УСЛОВИЯ УПРАЖНЕНИЯ
[A] Кому, согласно отрывку о романе «Князь Серебряный», эта книга была рекомендована практически сразу?
[B] Продолжите отрывок о романе «Князь Серебряный» с того места, где он заканчивается.

ПРЕДЛОЖЕННЫЙ ОТРЫВОК
>>>

И вот именно поэтому так называемая «критика» и не сочла нужным «Князя Серебряного» заметить и отметить должным образом. И долгое, очень долгое время, о романе более упоминали, нежели читали и всерьез разбирали. Ну, понятно, либеральной интеллигенцией подобные произведения не принимались в принципе, помилуйте, никакой крамолы, никакой клубнички, «об чем же тут читать?». Этой братии свергнуть бы кого, поерничать над святынями, оппозицию затеять. Вот и дозатевались в итоге до государственных переворотов, а потом в эмиграции лицемерно вздыхали «об утраченном»... Впрочем, об этом в другой раз. Аз же, грешный, почитаю роман сей краеугольным камнем во всем творчестве графа Алексея Константиновича, и числю как откровенную и талантливую удачу. Эту книгу хочется время от времени перечитывать, что немаловажно, как ее характеристика. И совершенно не зря она была практически сразу же рекомендована юным читателям. Честность и верность во все времена непререкаемо почитаемы и достойны подражания.

<<<

СОХРАНЁННЫЕ ДАННЫЕ
>>>

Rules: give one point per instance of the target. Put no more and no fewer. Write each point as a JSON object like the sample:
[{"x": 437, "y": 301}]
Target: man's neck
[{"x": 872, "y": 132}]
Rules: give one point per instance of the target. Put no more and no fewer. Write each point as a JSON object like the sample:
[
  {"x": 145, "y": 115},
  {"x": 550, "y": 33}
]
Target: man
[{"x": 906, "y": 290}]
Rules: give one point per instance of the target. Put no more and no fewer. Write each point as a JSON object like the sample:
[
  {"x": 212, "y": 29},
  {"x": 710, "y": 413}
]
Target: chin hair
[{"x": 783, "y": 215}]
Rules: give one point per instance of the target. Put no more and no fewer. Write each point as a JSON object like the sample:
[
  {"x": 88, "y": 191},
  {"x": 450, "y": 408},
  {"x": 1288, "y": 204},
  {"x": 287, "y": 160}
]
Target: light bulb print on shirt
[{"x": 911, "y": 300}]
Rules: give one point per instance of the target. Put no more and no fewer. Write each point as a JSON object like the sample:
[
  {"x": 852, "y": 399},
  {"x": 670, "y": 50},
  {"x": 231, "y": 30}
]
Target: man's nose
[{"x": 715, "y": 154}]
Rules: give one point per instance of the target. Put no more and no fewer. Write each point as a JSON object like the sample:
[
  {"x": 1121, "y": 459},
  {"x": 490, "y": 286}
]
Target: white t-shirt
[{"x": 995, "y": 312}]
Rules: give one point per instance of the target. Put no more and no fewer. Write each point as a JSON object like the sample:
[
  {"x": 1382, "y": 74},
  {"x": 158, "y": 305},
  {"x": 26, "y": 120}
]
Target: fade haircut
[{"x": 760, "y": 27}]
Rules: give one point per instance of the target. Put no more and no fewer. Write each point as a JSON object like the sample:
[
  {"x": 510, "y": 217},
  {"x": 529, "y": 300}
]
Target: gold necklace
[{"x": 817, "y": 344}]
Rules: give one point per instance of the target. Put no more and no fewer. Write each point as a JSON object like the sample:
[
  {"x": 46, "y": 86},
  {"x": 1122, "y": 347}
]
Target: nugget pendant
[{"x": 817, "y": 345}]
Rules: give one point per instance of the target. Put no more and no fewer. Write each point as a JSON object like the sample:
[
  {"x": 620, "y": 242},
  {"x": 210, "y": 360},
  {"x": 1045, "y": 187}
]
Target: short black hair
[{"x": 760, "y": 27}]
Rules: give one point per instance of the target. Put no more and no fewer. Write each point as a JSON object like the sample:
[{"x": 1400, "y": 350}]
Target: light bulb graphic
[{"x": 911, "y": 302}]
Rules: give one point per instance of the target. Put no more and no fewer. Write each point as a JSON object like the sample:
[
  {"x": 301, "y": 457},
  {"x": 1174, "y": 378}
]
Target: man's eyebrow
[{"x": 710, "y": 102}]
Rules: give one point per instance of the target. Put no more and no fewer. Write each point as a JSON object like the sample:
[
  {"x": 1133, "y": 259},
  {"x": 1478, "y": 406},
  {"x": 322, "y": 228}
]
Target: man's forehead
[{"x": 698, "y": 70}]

<<<

РЕЗУЛЬТАТЫ ЗАДАНИЙ
[A] Юным читателям.

[B]
Итак, роман написан, и в следующем, 1863 году, граф Толстой наконец-то, после двенадцати лет ожидания, венчается с Софьей Андреевной Миллер (Бахметьевой). Такое вот интересное совпадение, и у Алексея Константиновича, и у Льва Николаевича жены — Софьи Андреевны. Наверняка женитьба стала источником дополнительных творческих сил и А. К. Толстой приступает к созданию трилогии о последних Рюриковичах на престоле, ставшей, пожалуй, самым масштабным из его литературных свершений. И вновь, в июле 1864 года, первыми слушателями «Смерти Иоанна Грозного» становятся государыня императрица Мария Александровна и ее свита. Через два года трагедия печатается в «Отечественных записках» и еще через год с большим успехом ставится на сцене Александринского театра в Санкт-Петербурге. До 1870 года А. К. Толстой создает последующие произведения Трилогии: «Царь Федор Иоаннович» и «Царь Борис». Современники считали трилогию главным успехом писателя, она принесла ему и международную известность, будучи практически сразу же переведена на немецкий язык. Следует заметить, что уже много позже, спустя почти четверть века после смерти автора, постановкой трагедии «Царь Федор Иоаннович» был в 1898 году открыт Московский художественный театр. Эту часть трилогии вообще почитают наиболее удачной, графу Толстому очень удался образ царя Федора, его психологический портрет человека не простого и неоднозначного, и отнюдь не слабоумного дурачка, как очень любили трактовать о нем даже некоторые солидные историки.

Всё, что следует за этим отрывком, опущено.